▶ **Written request**:
Update the data below so that "cornice bracket" becomes "corbel", and keep every other part unchanged.
▬▬▬
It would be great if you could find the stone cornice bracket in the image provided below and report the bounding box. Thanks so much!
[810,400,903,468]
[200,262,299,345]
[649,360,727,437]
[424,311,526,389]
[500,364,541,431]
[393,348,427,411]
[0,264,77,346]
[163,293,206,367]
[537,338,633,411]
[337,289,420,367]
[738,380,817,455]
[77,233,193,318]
▬▬▬
▶ **Answer to the exercise**:
It would be great if you could find the stone corbel in the image provided below and report the bounding box. Thanks so much!
[810,400,903,468]
[200,262,299,345]
[649,360,727,437]
[424,311,526,389]
[500,364,541,431]
[393,348,427,411]
[0,264,77,346]
[163,293,206,367]
[537,338,633,411]
[337,289,420,367]
[738,380,817,455]
[77,233,193,318]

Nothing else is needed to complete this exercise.